- _TEXT SECTION_:
Respondent filed a short document as a “Response” to Complainant’s allegations. In that Response, Respondent agrees to the relief requested by Complainant. Respondent calls this agreement which it presents in the Response an offer of a “unilateral consent to transfer” and disputes that such an offer is an admission to the three elements of section 4(a) of the Policy. Respondent provides references to prior Panel decisions that have proceeded in one of at least three ways in the face of such a “unilateral consent to transfer”. First, some panels have granted the relief requested by complainant without reviewing the facts supporting the claim. Second, some panels have taken such an offer as an admission that the three elements of paragraph 4(a) of the Policy are satisfied. Third, some panels have proceeded to analyze complainant’s evidence independently of such a “unilateral consent to transfer”. Respondent urges the Panel to follow the prior panels that have ordered transfer without reviewing the evidence submitted by Complainants and without making findings as to whether the elements of paragraph 4(a) of the Policy are satisfied. Respondent urges this outcome for reasons of economy and expeditiousness.

- _GIVEN INFORMATION_:
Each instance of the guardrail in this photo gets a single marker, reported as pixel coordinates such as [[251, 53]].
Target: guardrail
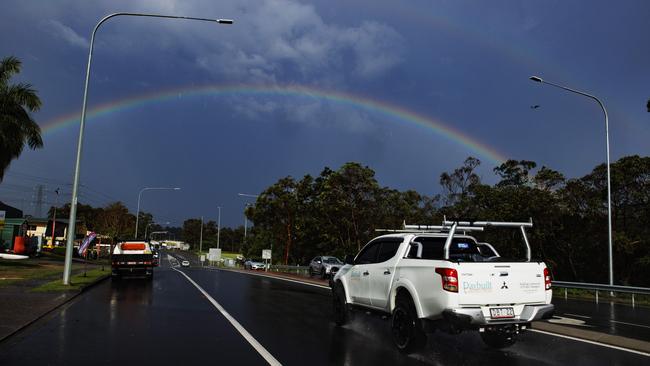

- _WORK REQUIRED_:
Return the full passage about the Respondent's Response and its consent to transfer, word for word. The data is a separate set of material from the text.

- _THE ANSWER_:
Respondent filed a short document as a “Response” to Complainant’s allegations. In that Response, Respondent agrees to the relief requested by Complainant. Respondent calls this agreement which it presents in the Response an offer of a “unilateral consent to transfer” and disputes that such an offer is an admission to the three elements of section 4(a) of the Policy. Respondent provides references to prior Panel decisions that have proceeded in one of at least three ways in the face of such a “unilateral consent to transfer”. First, some panels have granted the relief requested by complainant without reviewing the facts supporting the claim. Second, some panels have taken such an offer as an admission that the three elements of paragraph 4(a) of the Policy are satisfied. Third, some panels have proceeded to analyze complainant’s evidence independently of such a “unilateral consent to transfer”. Respondent urges the Panel to follow the prior panels that have ordered transfer without reviewing the evidence submitted by Complainants and without making findings as to whether the elements of paragraph 4(a) of the Policy are satisfied. Respondent urges this outcome for reasons of economy and expeditiousness.